GIVEN PROBLEM 1 –
Answer these from the market commentary below:
(a) What does the writer say the US economy currently feels like?
(b) What confidence readings are given for households earning above $100k?
(c) What is the heading of the section on the US economy?

TEXT SECTION –
Numbers are never just numbers - they tell stories of confidence and fear, of excess and collapse, of how societies navigate prosperity and hardship.
Today, those whispers sound louder than usual, and they carry echoes of some of the most dramatic chapters in financial history.
And as I let these numbers sink in, I cannot help but feel a mixture of fascination and unease.
Because what lies in front of us is not just a snapshot of today’s markets, but a mirror reflecting the cycles that have come before.
📊 A Split Economy, Familiar Patterns
Right now, the US economy feels like two parallel worlds running side by side.
For households earning above $100k, sentiment is surging, with confidence readings comfortably above 120.
It’s as if this group has managed to detach itself from the concerns of rising prices, their optimism fuelling both consumption and investment.
But move down the ladder, and the picture looks different.

PROVIDED DATA –
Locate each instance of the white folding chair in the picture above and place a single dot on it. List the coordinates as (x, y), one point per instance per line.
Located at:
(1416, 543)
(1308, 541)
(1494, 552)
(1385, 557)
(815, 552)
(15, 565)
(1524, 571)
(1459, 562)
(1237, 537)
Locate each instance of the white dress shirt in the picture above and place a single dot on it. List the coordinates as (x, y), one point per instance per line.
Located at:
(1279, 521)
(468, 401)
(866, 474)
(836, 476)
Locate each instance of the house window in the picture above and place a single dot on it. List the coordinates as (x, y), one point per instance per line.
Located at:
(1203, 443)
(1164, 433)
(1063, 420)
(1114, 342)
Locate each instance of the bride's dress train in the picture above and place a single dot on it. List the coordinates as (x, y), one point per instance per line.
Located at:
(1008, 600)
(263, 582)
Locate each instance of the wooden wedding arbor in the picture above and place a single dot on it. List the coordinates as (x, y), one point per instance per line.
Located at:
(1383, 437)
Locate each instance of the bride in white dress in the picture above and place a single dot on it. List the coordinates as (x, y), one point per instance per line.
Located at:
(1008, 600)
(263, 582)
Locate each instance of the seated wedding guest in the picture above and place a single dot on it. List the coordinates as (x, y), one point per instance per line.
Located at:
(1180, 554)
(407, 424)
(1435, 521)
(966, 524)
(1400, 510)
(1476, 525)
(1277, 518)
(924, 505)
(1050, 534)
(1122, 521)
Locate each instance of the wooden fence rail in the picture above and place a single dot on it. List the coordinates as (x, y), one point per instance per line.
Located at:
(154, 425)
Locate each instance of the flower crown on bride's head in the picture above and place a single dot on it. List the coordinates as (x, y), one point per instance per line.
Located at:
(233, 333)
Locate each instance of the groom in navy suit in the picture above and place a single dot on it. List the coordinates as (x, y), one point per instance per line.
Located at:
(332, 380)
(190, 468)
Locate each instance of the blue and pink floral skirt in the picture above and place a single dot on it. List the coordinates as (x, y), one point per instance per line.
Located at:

GIVEN PROBLEM 2 – Count how many lines of the records above contain the word "wooden", and give only that number.

TASK OUTPUT 1 –
(a) Two parallel worlds running side by side.
(b) Comfortably above 120.
(c) A Split Economy, Familiar Patterns

TASK OUTPUT 2 – 2